┏━━
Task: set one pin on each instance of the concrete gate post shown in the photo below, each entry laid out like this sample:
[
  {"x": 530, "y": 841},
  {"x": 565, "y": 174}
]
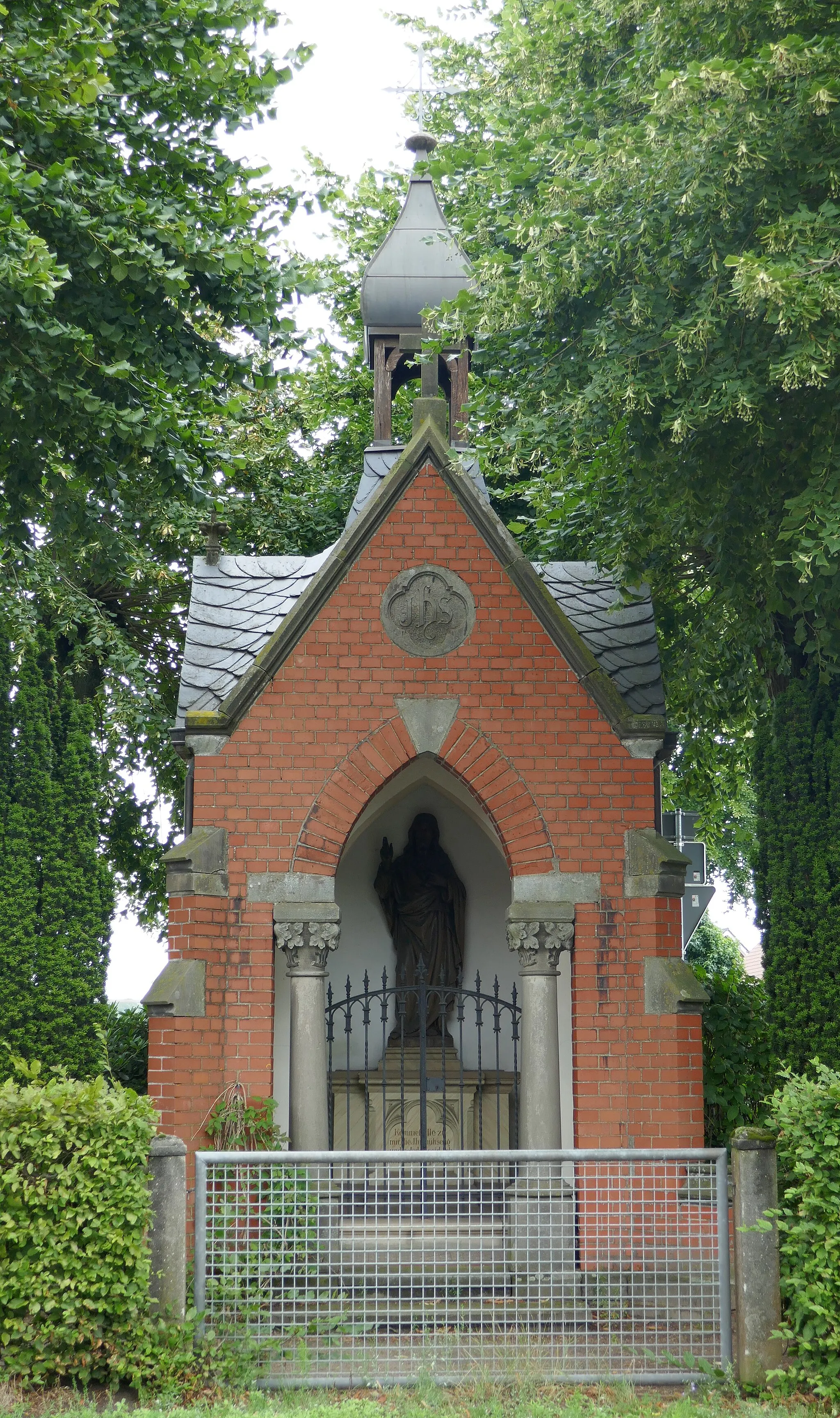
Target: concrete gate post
[
  {"x": 168, "y": 1233},
  {"x": 538, "y": 932},
  {"x": 307, "y": 932},
  {"x": 758, "y": 1306}
]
┗━━
Problem requirements: Omitting all pictures, reproduce the records above in their entirety.

Reply:
Task: set one pin on each instance of the concrete gate post shown in the photo below, each entry laid out like this sample:
[
  {"x": 530, "y": 841},
  {"x": 565, "y": 174}
]
Target: concrete gate post
[
  {"x": 168, "y": 1233},
  {"x": 538, "y": 932},
  {"x": 307, "y": 932},
  {"x": 758, "y": 1306}
]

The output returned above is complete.